**WHAT IS NEEDED**
Carry on the forum thread titled "Re: bad inner tie rod" from the point where it stops.

--- start EXCERPT PROVIDED ---

Title: Re: bad inner tie rod
Post by: Shamus on March 14, 2011, 01:42:46 PM
Last time I had an airbag deploy it ruined a perfectly good cigar...I hate those damned things.

shamus
Title: Re: bad inner tie rod
Post by: CAP1 on March 14, 2011, 02:09:42 PM
Last time I had an airbag deploy it ruined a perfectly good cigar...I hate those damned things.

shamus

WHEN I used to drive a tow truck, i towed a LOT of neons that were totaled not by the accident itself, but because the deployment of the airbags blew out all of the windows. this caused enough increase in repair cost to total the car.
Title: Re: bad inner tie rod
Post by: Dimebag on March 14, 2011, 02:17:26 PM
airbags do total way too many cars  :bhead
Title: Re: bad inner tie rod
Post by: Jayhawk on March 14, 2011, 03:42:10 PM
airbags do total way too many cars  :bhead

I'm going to say this is one of those trade-offs that is worth it.
Title: Re: bad inner tie rod
Post by: CAP1 on March 14, 2011, 03:56:43 PM
I'm going to say this is one of those trade-offs that is worth it.

yea it is.

 there is one downside to all of the safety features installed in modern cars though.


 people tend to push limits. they figure since this stuff is there, that they don't have to pay attention to what they're doing as much as they used to.......mercedes is worst. if you've seen the commercials with the lady saying "i didn't realize i was drifting iinto the other lane" or the guy saying " i didn't realize that the truck in front of me stopped short"....and they all say their mercedes did. well? guess what? they SHOULD have realized these things. if they couldn't or didn't then they shouldn't be driving.
Title: Re: bad inner tie rod
Post by: Widewing on March 14, 2011, 08:57:50 PM
WHEN I used to drive a tow truck, i towed a LOT of neons that were totaled not by the accident itself, but because the deployment of the airbags blew out all of the windows. this caused enough increase in repair cost to total the car.

Used Neons... Scratch the paint and it's a write-off.   ;)

(Assuming the paint hasn't already peeled off)
Title: Re: bad inner tie rod
Post by: DREDIOCK on March 14, 2011, 09:48:49 PM
:lol  "it isn't bad yet, but it's going to be bad soon"....  :rofl

i'm very selective with who touches my car...after more than 35 years working on my own cars, the only reason i look for a mechanic is to do work i don't have the equipment for...if i hear, feel or smell anything out of whack i'll check it myself...then take it to my favorite shop and "get a second opinion"...if the parts need to be replaced, i buy my own and have the shop do the work.

unfortunately, most people wouldn't know a fuel injector from a muffler bearing...and dealer service departments are experts at selling muffler bearings.

Muffler bearings. Is that anything like a beam stretcher? Or a left handed sky hook?
Title: Re: bad inner tie rod
Post by: gyrene81 on March 14, 2011, 09:55:33 PM
Muffler bearings. Is that anything like a beam stretcher? Or a left handed sky hook?
:rofl ...exactly
Title: Re: bad inner tie rod
Post by: DREDIOCK on March 14, 2011, 10:09:28 PM
:rofl ...exactly

Cant tell ya how many times I've sent some rookie to this person or that for a beam stretcher.

--- end EXCERPT PROVIDED ---
--- start RECORDED INFORMATION ---

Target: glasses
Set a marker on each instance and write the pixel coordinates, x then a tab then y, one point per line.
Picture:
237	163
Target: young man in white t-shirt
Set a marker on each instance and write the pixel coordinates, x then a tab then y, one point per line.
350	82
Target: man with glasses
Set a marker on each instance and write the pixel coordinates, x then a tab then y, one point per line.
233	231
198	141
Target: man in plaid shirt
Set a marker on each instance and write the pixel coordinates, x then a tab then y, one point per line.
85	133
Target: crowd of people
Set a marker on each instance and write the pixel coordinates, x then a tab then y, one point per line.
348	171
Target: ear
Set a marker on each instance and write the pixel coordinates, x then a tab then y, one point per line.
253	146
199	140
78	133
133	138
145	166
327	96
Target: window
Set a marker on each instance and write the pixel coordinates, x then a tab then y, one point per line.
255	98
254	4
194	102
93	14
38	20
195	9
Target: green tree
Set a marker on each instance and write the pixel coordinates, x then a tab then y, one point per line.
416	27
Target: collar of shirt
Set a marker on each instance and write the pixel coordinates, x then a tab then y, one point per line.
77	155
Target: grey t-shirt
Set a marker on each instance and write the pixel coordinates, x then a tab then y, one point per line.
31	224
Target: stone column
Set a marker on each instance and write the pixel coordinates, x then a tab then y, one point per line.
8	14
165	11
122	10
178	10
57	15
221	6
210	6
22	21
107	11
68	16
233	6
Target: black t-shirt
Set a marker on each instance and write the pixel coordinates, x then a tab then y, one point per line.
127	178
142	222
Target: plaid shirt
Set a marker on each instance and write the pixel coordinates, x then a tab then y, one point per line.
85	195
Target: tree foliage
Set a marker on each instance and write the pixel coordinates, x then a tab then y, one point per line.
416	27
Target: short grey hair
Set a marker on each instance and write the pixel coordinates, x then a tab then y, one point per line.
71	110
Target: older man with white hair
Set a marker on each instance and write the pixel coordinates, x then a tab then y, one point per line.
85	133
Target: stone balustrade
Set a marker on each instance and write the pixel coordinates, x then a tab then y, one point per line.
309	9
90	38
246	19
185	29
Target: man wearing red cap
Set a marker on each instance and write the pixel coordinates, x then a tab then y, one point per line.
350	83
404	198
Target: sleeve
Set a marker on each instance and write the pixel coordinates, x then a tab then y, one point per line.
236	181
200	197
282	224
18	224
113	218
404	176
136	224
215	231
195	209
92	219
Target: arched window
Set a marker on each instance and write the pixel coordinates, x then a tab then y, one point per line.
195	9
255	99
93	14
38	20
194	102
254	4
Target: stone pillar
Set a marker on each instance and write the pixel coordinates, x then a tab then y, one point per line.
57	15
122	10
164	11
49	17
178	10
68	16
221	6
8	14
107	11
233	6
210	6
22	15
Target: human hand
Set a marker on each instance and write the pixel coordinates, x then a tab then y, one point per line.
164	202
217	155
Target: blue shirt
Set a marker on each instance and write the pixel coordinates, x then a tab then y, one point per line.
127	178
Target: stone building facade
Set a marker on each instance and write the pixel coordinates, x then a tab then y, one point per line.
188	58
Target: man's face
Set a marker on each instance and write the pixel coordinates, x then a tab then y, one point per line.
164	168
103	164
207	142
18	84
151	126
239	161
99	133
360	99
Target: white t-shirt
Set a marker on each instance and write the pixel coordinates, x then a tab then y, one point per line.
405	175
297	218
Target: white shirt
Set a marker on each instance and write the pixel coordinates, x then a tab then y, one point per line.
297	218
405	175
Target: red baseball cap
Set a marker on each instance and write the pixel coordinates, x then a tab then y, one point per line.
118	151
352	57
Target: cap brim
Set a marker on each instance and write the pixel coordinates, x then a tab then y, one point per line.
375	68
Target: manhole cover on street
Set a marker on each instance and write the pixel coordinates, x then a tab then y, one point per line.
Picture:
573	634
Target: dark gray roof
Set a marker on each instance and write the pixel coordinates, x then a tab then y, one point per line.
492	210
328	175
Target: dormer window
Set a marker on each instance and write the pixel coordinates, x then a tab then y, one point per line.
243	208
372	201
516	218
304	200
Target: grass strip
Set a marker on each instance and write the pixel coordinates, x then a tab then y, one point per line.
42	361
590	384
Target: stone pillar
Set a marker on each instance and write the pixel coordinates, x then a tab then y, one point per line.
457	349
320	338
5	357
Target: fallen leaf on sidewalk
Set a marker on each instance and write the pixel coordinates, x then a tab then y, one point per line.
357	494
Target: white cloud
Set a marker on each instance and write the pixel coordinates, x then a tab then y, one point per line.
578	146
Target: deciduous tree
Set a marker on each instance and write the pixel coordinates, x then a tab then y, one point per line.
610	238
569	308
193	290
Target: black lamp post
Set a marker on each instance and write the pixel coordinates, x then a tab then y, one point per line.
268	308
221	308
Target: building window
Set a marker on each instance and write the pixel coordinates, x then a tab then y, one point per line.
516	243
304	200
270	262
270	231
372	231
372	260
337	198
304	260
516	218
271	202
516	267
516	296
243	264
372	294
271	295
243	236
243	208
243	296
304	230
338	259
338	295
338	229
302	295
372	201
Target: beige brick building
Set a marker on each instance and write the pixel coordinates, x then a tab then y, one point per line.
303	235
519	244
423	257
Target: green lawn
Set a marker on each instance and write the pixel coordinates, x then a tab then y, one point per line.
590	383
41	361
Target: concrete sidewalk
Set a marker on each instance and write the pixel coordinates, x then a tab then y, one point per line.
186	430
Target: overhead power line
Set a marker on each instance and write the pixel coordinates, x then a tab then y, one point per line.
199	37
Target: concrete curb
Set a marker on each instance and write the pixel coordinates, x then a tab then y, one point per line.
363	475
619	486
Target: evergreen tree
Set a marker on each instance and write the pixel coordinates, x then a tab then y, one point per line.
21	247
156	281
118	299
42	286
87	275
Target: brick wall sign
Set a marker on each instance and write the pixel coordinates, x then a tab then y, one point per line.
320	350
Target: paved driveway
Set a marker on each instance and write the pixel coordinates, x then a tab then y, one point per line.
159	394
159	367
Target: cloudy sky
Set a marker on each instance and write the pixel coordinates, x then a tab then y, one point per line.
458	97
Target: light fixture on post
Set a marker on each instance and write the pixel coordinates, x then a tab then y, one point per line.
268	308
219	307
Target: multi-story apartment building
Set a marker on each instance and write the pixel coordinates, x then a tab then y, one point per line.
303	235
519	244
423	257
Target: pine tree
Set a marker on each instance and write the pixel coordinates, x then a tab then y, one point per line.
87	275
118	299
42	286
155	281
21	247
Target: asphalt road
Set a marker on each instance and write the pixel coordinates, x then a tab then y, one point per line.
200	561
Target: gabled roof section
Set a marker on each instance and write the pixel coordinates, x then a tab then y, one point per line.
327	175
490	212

--- end RECORDED INFORMATION ---

**RIGHT ANSWER**
I had the left handed skyhook pulled on my when I was ear wet. But I didnt fall for it. Gotta remember the metric crescent wrench. Thats on I can pull on my son. LMAO
Title: Re: bad inner tie rod
Post by: CAP1 on March 14, 2011, 10:15:48 PM
one of our favorites is to see if we can get a parts guy looking for a radiator for a corvair,  :devil
Title: Re: bad inner tie rod
Post by: gyrene81 on March 14, 2011, 10:17:12 PM
oh, we had the 4 foot ground guide for vehicle movement...10 gallon can of back blast...50 gallon barrels of muzzle wash and prop wash...ignition keys for the jeep or the tank...the 5 ton fork wrench...various howitzer modulators...the track key link...several other non existent objects.

my favorite came from a squid corpsman...50 feet of fallopian tubing   :rofl
Title: Re: bad inner tie rod
Post by: Widewing on March 14, 2011, 10:27:48 PM
I bring my Jeep to the dealer for routine service, as they gave me 3 years of free oil changes. This expires in August, but I'll take advantage of it till then.

Last year, one of the service writers says to me, "we recommend changing rear axle oil at 12,000 miles."

"Are you guys tossing that in with the oil change?"

"No", he said. "This isn't related to he oil change."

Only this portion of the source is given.